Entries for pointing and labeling
####################

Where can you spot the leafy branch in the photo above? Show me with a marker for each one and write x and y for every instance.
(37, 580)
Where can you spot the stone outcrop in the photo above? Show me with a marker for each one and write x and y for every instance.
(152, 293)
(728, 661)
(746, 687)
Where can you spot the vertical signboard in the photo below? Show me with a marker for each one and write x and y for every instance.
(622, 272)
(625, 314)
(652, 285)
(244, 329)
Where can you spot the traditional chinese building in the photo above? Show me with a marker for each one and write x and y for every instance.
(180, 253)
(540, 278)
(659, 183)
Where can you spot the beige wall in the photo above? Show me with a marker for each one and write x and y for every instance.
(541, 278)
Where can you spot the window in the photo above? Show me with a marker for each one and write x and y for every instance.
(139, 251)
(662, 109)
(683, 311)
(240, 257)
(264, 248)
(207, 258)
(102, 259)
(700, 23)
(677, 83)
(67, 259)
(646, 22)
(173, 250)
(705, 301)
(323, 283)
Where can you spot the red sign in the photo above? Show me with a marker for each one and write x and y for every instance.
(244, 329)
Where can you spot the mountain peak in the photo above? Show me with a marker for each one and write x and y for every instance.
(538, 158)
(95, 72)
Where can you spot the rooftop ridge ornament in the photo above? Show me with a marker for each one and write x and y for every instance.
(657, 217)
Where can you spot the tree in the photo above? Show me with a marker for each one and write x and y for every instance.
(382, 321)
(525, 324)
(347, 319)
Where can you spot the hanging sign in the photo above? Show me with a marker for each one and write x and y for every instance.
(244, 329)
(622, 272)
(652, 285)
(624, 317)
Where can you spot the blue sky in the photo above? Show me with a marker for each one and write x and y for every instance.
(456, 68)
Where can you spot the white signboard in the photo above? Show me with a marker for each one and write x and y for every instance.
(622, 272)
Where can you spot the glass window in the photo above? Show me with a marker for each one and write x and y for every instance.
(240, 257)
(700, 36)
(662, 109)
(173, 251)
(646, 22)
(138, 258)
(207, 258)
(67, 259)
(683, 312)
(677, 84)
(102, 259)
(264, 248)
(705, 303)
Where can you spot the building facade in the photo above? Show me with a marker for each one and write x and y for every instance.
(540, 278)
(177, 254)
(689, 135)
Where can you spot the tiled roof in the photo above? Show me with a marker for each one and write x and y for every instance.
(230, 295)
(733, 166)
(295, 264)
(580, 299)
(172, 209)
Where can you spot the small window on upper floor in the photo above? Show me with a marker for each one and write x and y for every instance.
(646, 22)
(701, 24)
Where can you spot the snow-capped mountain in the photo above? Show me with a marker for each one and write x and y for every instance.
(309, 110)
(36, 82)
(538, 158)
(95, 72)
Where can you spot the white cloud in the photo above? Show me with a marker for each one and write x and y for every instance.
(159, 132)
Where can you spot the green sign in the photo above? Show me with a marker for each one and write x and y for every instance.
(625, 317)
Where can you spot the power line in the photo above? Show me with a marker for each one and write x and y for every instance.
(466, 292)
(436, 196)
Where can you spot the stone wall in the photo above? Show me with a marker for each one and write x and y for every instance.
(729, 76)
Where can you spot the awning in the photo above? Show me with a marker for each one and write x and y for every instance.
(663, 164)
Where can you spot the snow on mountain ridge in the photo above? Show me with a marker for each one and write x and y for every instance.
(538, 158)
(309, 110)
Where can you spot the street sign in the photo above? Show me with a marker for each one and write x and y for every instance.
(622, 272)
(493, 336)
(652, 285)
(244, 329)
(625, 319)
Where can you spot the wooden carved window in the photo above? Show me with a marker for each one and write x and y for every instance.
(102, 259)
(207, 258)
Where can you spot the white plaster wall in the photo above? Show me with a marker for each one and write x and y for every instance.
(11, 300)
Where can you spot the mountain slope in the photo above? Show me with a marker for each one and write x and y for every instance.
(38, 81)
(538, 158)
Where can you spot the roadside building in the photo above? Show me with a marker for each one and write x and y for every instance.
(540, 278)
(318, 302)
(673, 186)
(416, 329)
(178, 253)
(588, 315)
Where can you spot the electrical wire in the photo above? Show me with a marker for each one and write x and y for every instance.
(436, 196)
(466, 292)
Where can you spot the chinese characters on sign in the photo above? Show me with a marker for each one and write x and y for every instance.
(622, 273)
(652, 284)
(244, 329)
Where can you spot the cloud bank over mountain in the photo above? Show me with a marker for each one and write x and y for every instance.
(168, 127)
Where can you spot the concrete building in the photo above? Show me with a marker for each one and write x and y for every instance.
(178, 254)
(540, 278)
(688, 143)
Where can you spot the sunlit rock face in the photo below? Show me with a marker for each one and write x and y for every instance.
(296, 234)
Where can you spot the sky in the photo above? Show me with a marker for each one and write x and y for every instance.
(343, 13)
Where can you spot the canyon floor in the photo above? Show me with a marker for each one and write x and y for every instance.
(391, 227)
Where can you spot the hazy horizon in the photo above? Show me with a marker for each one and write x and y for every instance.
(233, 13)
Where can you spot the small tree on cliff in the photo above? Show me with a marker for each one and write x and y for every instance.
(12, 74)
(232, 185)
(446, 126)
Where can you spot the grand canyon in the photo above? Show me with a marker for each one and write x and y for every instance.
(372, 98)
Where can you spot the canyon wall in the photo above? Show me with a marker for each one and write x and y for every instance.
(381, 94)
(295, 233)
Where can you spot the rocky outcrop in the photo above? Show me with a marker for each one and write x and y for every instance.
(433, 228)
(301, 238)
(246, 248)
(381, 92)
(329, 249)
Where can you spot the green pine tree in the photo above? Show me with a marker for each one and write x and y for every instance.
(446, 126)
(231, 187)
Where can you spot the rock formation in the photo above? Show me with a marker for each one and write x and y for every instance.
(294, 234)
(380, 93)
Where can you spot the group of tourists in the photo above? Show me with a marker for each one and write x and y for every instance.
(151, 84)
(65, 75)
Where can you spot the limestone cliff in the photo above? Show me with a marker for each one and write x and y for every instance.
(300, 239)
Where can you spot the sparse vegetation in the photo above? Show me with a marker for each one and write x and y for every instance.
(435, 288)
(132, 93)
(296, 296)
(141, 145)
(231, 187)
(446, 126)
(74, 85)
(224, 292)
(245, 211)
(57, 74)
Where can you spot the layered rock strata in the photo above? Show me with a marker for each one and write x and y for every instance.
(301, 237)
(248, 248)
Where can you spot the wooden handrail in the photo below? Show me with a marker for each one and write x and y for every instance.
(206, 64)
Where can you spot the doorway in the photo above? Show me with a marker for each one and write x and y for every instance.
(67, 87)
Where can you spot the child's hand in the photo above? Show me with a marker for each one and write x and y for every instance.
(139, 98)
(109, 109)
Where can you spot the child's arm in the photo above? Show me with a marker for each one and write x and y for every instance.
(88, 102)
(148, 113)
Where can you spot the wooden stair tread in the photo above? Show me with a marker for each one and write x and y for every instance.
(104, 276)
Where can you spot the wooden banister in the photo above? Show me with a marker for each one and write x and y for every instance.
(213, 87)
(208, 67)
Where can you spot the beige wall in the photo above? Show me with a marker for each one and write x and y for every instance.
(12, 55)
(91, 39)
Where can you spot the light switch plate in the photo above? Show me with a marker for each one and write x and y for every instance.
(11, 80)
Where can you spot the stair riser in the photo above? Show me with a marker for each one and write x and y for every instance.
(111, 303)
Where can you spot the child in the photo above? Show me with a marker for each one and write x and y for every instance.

####################

Problem
Reproduce the lines of the data verbatim, starting at the line that contains "Where can you spot the wooden stair" and ending with the last line of the data.

Reply
Where can you spot the wooden stair tread in the photo above? Show me with a marker for each one and write x and y for every instance.
(104, 276)
Where can you spot the wooden banister in the photo above? Show me with a marker for each one and write x and y for every instance.
(213, 87)
(208, 67)
Where can you spot the beige wall in the photo above? Show me with a marker for each one and write x and y for every instance.
(12, 55)
(91, 39)
Where can you spot the light switch plate in the photo above? Show me with a marker for each one and write x and y for every instance.
(11, 80)
Where can you spot the stair riser in the photo above? Show me with a marker for each one and write x and y for every instance.
(111, 303)
Where can you spot the child in the photo above? Show me with a marker for each one and write x and y for every instance.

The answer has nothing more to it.